SELECTED PASSAGE –
We took a fishing trip he’d always wanted to take. I knew there wasn’t any time to waste. We spent a glorious few days on a river in Arkansas, filling our cooler with trout, talking late into the night. “I’m not afraid,” he told me. Before leaving the fishing camp, I made a reservation for a year later. This, he said, we had to do again. “We’ll be here,” he said, almost whispering. “I guarantee it.”

Back home, he spent hours alone, at his spot behind the house. There was a canebreak out there, and a brick wall, and tall oak trees and a creek. He’d sit there, long past sunset, and he’d think about his life. It’s where he prepared to die. Once, my mom pointed out toward his silhouette, tears filling her eyes and running down her cheeks, and said, “It just breaks my heart. I think he’s scared.”

Still, he read the right books, by preachers and by Lance Armstrong, and he’d make damn clear he didn’t want to know the odds. So we didn’t tell. But we knew. And they weren’t good. I wept the first time I Googled pancreatic cancer. What would I do without a daddy?

DATA FOR REVIEW –
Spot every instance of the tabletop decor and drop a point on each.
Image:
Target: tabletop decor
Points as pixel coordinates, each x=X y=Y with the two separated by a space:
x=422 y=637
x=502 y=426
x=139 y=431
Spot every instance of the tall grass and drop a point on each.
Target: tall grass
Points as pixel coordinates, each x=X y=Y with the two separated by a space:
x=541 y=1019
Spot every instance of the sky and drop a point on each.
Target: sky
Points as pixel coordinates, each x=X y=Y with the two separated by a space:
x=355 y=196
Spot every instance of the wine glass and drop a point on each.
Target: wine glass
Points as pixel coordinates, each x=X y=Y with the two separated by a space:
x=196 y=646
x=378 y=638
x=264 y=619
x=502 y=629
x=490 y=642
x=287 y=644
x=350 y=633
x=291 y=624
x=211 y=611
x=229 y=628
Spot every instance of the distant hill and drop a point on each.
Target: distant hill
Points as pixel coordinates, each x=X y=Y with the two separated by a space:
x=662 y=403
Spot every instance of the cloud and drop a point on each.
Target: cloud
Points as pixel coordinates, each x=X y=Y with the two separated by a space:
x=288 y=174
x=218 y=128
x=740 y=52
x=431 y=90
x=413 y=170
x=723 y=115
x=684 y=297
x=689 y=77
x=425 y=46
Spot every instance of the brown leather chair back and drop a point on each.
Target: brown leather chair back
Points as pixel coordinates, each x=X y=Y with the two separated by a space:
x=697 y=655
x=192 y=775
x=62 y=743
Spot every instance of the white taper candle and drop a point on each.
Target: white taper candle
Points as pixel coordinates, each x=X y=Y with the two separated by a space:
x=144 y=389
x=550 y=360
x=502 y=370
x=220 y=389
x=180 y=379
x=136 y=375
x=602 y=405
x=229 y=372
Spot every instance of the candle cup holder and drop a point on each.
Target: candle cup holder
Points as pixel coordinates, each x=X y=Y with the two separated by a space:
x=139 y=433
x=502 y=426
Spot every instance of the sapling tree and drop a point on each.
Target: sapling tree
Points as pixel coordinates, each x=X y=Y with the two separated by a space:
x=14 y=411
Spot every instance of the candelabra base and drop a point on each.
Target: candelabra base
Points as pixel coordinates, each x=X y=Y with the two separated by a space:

PROBLEM 1 – In the passage about the father's illness, rewrite the part between "Still, he read" and "without a daddy?", inclusive, replacing "preachers" with "ministers".
PROBLEM 2 – Continue the passage about the father's illness from the point where it stops.
The records have no connection to the passage about the father's illness.

RESPONSE 1 –
Still, he read the right books, by ministers and by Lance Armstrong, and he’d make damn clear he didn’t want to know the odds. So we didn’t tell. But we knew. And they weren’t good. I wept the first time I Googled pancreatic cancer. What would I do without a daddy?

RESPONSE 2 –
Only, sometimes, it does happen like in the movies. He responded to the chemo. The doctors saw the tumors shrinking and, finally, a scan revealed he was cancer free. We couldn’t believe it. He didn’t act surprised.

Of course, I was at the Masters when we got the news.

Daddy and I made immediate plans for a vacation. We’d go back to Destin, where he’d found my stuffed animal. I bought the tickets and, the day after the tournament, I drove to Atlanta, met him at the airport and, together, we flew south. In the air, I gave him my Masters media credential. He collected them, kept them hanging by his bathroom mirror to remind himself that his son had gone places. He treasured the parking passes, too, and, faithfully affixed them to his truck after I left Augusta.

In Florida, we sat in lounge chairs by the ocean. We ate quail and grits, and Daddy talked the place into giving us the recipe. We drove in a Mustang convertible with the top rolled back, and we made plans. His reprieve made him realize that he needed to stop practicing law sixteen hours a day and do those things he’d always dreamed of doing. He wanted to visit China, stand above those gorges. He wanted to see Tuscany, rent a villa.

Mostly, he wanted to go with me to the Masters.

“It’s a done deal,” I told him. “Done deal.”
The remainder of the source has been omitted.